▶ **Complete the following**
• 1. Reproduce the post on 1880 wages word for word, in its entirety.
• 2. From the rows below, write out the lines from the one holding "Pin every instance of the stone" through the last line of the rows, inclusive.

Monday, July 11, 2011

How much did a person make in 1880?

I was trying to scrounge up enough money to buy my mother a music box for her birthday. It cost $11.95. Maybe you think that's pretty cheap for a fancy music box, but not if you don't make much money. Here are some jobs in 1880 and how much the person got paid (by the month):

~ train engineer: $100
~ carpenter: $37
~ teacher: $40
~ house servant: $8
~ ranch foreman: $115
~ sales girl: $12
~ ranch hand: $30 (+ housing & food)
~ factory worker: $35
~ child factory worker: $8
~ laundress (washer woman): $12
~ soldier: $13
~ streetcar driver: $43

So, basically, you would have to wash clothes (be a laundress) for a whole MONTH before you could afford to buy one little music box. In 2011, that would be like the music box costing $800 (if you made $2,000 a month)

Are you ready to try a little math? 
How did the average wage-earner feed, clothe, and house his family? The rent for a small dwelling was about $4.50 a month. In addition, it cost about $5 a month to clothe and feed each member of the family. Below are a few families and their wages. Use the list above to figure out the family’s wages and how much they spend on the cost of living. Will each family make it through the month, or will they need to borrow money from relatives or friends?


A) John is a carpenter; Sally stays home to care for their 4 children.


B) José  is a ranch hand; Nila works as a house servant. They have 2 kids.


C) Tom is a train engineer; Mary washes rich folks’ clothes (laundress). They have 5 children. 


D) Paul and Judy are both factory workers; they have six children. Three kids work in the factory, while one stays home to care for the younger children.

▶ **Rows**
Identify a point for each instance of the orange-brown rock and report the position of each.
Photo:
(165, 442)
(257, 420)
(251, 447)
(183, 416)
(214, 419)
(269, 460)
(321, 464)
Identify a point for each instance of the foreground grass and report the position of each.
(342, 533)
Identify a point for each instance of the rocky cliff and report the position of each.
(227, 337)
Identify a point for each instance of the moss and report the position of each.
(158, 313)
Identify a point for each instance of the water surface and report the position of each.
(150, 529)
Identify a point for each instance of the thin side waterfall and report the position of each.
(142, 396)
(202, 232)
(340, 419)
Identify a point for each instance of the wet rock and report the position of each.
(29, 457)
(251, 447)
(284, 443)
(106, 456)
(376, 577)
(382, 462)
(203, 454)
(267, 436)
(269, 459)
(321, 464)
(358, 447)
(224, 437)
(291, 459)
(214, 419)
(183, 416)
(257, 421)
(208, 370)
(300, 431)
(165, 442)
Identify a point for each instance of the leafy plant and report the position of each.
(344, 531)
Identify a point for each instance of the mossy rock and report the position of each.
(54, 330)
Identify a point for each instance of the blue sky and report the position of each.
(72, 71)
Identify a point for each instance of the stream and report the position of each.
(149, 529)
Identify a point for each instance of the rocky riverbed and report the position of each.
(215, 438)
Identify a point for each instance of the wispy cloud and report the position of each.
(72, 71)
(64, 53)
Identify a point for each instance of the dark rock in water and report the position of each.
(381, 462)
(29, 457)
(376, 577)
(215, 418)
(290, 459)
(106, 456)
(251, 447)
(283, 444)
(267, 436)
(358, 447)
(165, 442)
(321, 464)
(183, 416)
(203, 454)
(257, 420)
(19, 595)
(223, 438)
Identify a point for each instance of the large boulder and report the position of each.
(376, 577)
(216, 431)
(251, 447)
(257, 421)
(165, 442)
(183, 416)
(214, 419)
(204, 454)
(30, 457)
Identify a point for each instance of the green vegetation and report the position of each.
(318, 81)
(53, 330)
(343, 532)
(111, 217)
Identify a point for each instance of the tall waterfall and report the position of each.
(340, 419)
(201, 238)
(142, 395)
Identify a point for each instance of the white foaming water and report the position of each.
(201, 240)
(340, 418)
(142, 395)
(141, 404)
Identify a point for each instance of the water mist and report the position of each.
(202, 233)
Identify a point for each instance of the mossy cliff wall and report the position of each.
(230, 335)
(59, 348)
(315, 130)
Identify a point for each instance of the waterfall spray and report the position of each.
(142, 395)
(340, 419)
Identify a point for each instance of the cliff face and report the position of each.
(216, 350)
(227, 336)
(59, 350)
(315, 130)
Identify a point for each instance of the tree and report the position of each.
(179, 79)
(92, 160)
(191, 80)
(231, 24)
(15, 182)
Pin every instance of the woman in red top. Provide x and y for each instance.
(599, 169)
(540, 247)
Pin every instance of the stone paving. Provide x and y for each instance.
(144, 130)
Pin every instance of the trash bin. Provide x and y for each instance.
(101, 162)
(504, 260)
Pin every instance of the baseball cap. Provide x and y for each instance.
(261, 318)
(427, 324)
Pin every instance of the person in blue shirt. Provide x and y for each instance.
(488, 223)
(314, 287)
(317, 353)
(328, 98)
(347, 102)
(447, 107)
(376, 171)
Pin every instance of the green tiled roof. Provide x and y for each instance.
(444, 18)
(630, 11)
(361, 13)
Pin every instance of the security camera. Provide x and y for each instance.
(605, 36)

▶ **Solutions to the problems**
• 1.
Monday, July 11, 2011

How much did a person make in 1880?

I was trying to scrounge up enough money to buy my mother a music box for her birthday. It cost $11.95. Maybe you think that's pretty cheap for a fancy music box, but not if you don't make much money. Here are some jobs in 1880 and how much the person got paid (by the month):

~ train engineer: $100
~ carpenter: $37
~ teacher: $40
~ house servant: $8
~ ranch foreman: $115
~ sales girl: $12
~ ranch hand: $30 (+ housing & food)
~ factory worker: $35
~ child factory worker: $8
~ laundress (washer woman): $12
~ soldier: $13
~ streetcar driver: $43

So, basically, you would have to wash clothes (be a laundress) for a whole MONTH before you could afford to buy one little music box. In 2011, that would be like the music box costing $800 (if you made $2,000 a month)

Are you ready to try a little math? 
How did the average wage-earner feed, clothe, and house his family? The rent for a small dwelling was about $4.50 a month. In addition, it cost about $5 a month to clothe and feed each member of the family. Below are a few families and their wages. Use the list above to figure out the family’s wages and how much they spend on the cost of living. Will each family make it through the month, or will they need to borrow money from relatives or friends?


A) John is a carpenter; Sally stays home to care for their 4 children.


B) José  is a ranch hand; Nila works as a house servant. They have 2 kids.


C) Tom is a train engineer; Mary washes rich folks’ clothes (laundress). They have 5 children. 


D) Paul and Judy are both factory workers; they have six children. Three kids work in the factory, while one stays home to care for the younger children.

• 2.
Pin every instance of the stone paving. Provide x and y for each instance.
(144, 130)
Pin every instance of the trash bin. Provide x and y for each instance.
(101, 162)
(504, 260)
Pin every instance of the baseball cap. Provide x and y for each instance.
(261, 318)
(427, 324)
Pin every instance of the person in blue shirt. Provide x and y for each instance.
(488, 223)
(314, 287)
(317, 353)
(328, 98)
(347, 102)
(447, 107)
(376, 171)
Pin every instance of the green tiled roof. Provide x and y for each instance.
(444, 18)
(630, 11)
(361, 13)
Pin every instance of the security camera. Provide x and y for each instance.
(605, 36)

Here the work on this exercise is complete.